▶ _EXERCISE PROMPT_:
Print the listing below again. Change nothing.

*** EXTRACTED RECORDS ***

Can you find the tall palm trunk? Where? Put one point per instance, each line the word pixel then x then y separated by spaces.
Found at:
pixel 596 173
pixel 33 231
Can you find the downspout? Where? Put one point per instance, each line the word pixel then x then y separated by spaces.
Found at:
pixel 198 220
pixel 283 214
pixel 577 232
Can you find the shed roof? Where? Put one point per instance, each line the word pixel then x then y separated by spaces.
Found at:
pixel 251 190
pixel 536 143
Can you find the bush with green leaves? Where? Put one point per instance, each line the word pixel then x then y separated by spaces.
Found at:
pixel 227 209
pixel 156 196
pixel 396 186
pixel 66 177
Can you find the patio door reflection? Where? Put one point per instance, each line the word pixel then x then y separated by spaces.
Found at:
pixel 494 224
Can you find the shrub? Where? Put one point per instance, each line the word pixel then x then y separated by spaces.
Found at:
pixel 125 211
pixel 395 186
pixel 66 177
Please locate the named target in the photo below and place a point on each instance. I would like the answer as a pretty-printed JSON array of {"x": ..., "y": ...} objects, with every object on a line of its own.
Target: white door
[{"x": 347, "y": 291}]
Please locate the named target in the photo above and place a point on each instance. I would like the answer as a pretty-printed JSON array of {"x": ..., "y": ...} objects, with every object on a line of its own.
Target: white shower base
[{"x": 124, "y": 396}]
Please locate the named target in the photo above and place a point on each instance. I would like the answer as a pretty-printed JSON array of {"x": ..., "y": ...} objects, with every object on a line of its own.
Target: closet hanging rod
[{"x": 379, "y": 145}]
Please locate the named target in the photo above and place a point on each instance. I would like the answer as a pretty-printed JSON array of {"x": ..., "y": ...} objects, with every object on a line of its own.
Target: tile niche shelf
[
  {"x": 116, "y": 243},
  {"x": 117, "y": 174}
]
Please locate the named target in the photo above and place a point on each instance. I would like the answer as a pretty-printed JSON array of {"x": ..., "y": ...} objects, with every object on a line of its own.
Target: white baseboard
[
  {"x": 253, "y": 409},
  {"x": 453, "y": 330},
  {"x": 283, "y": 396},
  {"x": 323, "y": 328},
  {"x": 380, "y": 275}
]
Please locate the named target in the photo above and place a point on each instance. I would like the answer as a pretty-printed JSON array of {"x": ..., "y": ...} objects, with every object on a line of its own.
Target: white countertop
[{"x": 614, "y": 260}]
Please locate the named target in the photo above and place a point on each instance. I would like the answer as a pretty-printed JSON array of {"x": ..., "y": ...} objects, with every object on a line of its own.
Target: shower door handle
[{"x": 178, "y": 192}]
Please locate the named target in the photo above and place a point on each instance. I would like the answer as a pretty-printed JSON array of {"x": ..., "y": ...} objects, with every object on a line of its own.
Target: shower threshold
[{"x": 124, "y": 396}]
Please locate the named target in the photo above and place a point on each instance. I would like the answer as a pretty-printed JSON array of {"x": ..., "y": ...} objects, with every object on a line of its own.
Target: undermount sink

*** End of EXTRACTED RECORDS ***

▶ _YOUR RESPONSE_:
Can you find the tall palm trunk? Where? Put one point per instance, each line the word pixel then x then y separated by spaces.
Found at:
pixel 596 173
pixel 33 231
Can you find the downspout? Where? Put one point per instance, each line the word pixel then x then y separated by spaces.
Found at:
pixel 198 220
pixel 283 214
pixel 577 232
Can you find the shed roof? Where? Put one point per instance, each line the word pixel then x then y separated by spaces.
Found at:
pixel 251 190
pixel 536 143
Can you find the bush with green leaves? Where? Put one point per instance, each line the word pixel then x then y separated by spaces.
Found at:
pixel 227 209
pixel 156 196
pixel 396 186
pixel 66 177
Can you find the patio door reflection? Where? Put one point per instance, each line the word pixel then x then y separated by spaces.
Found at:
pixel 494 224
Can you find the shrub? Where? Put one point per instance, each line the word pixel then x then y separated by spaces.
Found at:
pixel 125 211
pixel 395 186
pixel 66 177
Please locate the named target in the photo below and place a point on each instance. I would like the answer as a pretty-printed JSON array of {"x": ..., "y": ...} objects, with every object on a line of its own.
Target: white door
[{"x": 347, "y": 291}]
Please locate the named target in the photo above and place a point on each instance. I would like the answer as a pretty-printed JSON array of {"x": ..., "y": ...} objects, with every object on a line of its own.
Target: white shower base
[{"x": 124, "y": 396}]
Please locate the named target in the photo above and place a point on each instance. I would like the answer as a pretty-printed JSON array of {"x": ..., "y": ...} objects, with every object on a line of its own.
Target: closet hanging rod
[{"x": 379, "y": 145}]
Please locate the named target in the photo above and place a point on each instance. I would like the answer as a pretty-printed JSON array of {"x": ..., "y": ...} objects, with every object on a line of its own.
Target: tile niche shelf
[
  {"x": 116, "y": 243},
  {"x": 117, "y": 174}
]
Please locate the named target in the photo above and place a point on each instance. I would like the answer as a pretty-printed JSON array of {"x": ..., "y": ...} objects, with every object on a line of its own.
Target: white baseboard
[
  {"x": 253, "y": 409},
  {"x": 453, "y": 330},
  {"x": 283, "y": 396},
  {"x": 323, "y": 328},
  {"x": 380, "y": 275}
]
Please locate the named target in the photo above and place a point on each instance. I would like the answer as a pretty-printed JSON array of {"x": ..., "y": ...} objects, with every object on a line of its own.
Target: white countertop
[{"x": 614, "y": 260}]
Please locate the named target in the photo above and place a point on each instance. I would like the answer as a pretty-printed JSON array of {"x": ..., "y": ...} objects, with every object on a line of its own.
Target: shower door handle
[{"x": 178, "y": 192}]
Please locate the named target in the photo above and place a point on each instance. I would like the answer as a pretty-printed JSON array of {"x": ..., "y": ...} objects, with every object on a line of its own.
Target: shower threshold
[{"x": 124, "y": 396}]
Please locate the named target in the photo above and place a point on each instance. I would like the answer as a pretty-printed JSON array of {"x": ..., "y": ...} objects, with every object on a line of its own.
Target: undermount sink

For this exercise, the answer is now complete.